** Record extracts **
%%

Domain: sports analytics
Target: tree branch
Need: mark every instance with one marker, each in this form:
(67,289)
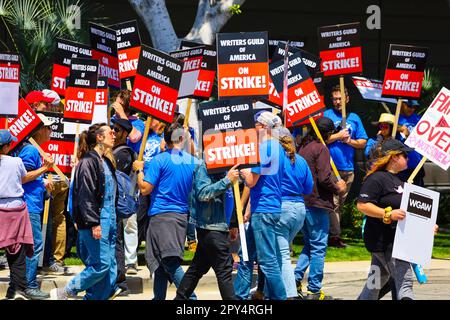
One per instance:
(156,18)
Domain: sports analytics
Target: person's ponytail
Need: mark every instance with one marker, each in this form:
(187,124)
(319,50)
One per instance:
(288,145)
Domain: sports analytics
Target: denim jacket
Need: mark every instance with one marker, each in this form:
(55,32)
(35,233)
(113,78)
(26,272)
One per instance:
(208,200)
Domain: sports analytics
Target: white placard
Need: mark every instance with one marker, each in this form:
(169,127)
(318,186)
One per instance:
(414,235)
(431,135)
(100,115)
(370,89)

%%

** Challenge **
Substitute "match review" for each occurrence of "sports analytics" and reproduce the rows above with no other changes. Leave the pictures out of your output.

** Result below **
Domain: match review
Target: tree branch
Need: mark every instance with one marker, each in this form:
(67,289)
One per instance:
(156,18)
Domain: match review
Target: person's ponytail
Need: mark every instance with one marker, each in this form:
(187,124)
(319,50)
One per instance:
(288,145)
Domain: match review
Target: denim jacket
Need: mark every instance with one marker, each in this form:
(55,32)
(35,233)
(113,78)
(26,272)
One per instance:
(208,200)
Domain: match review
Target: white placard
Need: mark every instance with one marker, each in this form:
(169,127)
(318,186)
One per instance:
(414,235)
(431,135)
(100,115)
(370,89)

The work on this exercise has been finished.